### What to do:
In the SentiBERT thread, write out everything from "I looked into" down to "huggingface library transformer." word for word.

### Extract:

------------------------------------------------------------

Differemce between transformer library and tokanization.py

WadeYin9712 / SentiBERT

Code for SentiBERT: A Transferable Transformer-Based Architecture for Compositional Sentiment Semantics (ACL'2020).

76 stars 15 forks source link

Differemce between transformer library and tokanization.py #6

Closed DeepakDhanasekar closed 4 years ago

DeepakDhanasekar commented 4 years ago

Hey,

I looked into the preprocessing python file and you have used a user defined pytorch_pretrained_bert.tokenization instead of using the huggingface library transformer.

Will i get the same result for sentiBERT if I use the below code:

from transformers import BertTokenizer

If not, could you tell me what is the difference between them?

Thanks!

WadeYin9712 commented 4 years ago

Hi, I'm not sure if there's a difference or not, but it may work as well since I think the tokenization results won't differ a lot. You can try to use 'from transformers import BertTokenizer' ;-). Thanks!

DeepakDhanasekar commented 4 years ago

Thank you for the input! I have another query: I am focusing on the twitter data and have generated the SST training epochs. Does the SentiBERT transferability occur during fine tuning?

WadeYin9712 commented 4 years ago

I think it's worth trying it ;) We used to test on Twitter, but we saw that the transferability may not be much on Twitter dataset. But you can still give it a try on Twitter dataset.

------------------------------------------------------------

Items listed in a dataset
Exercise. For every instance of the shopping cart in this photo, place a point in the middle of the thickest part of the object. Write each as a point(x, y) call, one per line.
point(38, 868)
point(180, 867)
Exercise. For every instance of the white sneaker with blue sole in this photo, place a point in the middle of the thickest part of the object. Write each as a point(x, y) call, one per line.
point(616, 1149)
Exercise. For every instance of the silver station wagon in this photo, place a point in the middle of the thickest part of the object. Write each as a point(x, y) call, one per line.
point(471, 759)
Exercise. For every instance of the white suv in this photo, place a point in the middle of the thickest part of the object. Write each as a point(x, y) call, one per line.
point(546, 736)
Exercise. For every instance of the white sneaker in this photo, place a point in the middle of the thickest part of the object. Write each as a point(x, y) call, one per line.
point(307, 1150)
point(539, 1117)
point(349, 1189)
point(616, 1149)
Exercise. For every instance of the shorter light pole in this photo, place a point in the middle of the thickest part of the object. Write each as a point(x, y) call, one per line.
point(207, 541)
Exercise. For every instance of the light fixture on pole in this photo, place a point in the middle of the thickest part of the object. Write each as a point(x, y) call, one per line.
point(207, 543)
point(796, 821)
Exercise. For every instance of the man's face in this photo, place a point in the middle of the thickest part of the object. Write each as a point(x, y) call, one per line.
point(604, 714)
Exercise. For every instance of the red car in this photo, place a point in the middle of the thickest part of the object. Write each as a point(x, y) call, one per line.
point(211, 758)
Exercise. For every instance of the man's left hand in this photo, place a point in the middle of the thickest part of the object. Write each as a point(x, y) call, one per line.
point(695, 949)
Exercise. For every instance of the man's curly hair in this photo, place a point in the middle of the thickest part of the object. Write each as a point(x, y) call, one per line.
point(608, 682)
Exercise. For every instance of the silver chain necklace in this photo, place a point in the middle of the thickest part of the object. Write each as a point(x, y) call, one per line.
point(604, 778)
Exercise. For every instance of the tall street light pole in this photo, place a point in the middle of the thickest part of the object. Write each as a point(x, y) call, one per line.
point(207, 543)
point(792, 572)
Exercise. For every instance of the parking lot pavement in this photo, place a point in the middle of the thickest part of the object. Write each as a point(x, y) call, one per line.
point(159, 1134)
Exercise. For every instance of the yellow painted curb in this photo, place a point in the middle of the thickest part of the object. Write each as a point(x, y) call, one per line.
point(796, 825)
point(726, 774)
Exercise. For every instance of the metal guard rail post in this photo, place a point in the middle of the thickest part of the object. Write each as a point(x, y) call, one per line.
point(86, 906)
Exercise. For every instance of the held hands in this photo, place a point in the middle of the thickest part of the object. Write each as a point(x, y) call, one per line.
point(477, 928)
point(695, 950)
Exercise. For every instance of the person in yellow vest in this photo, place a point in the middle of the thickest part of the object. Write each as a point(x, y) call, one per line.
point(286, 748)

------------------------------------------------------------

### Solution:
I looked into the preprocessing python file and you have used a user defined pytorch_pretrained_bert.tokenization instead of using the huggingface library transformer.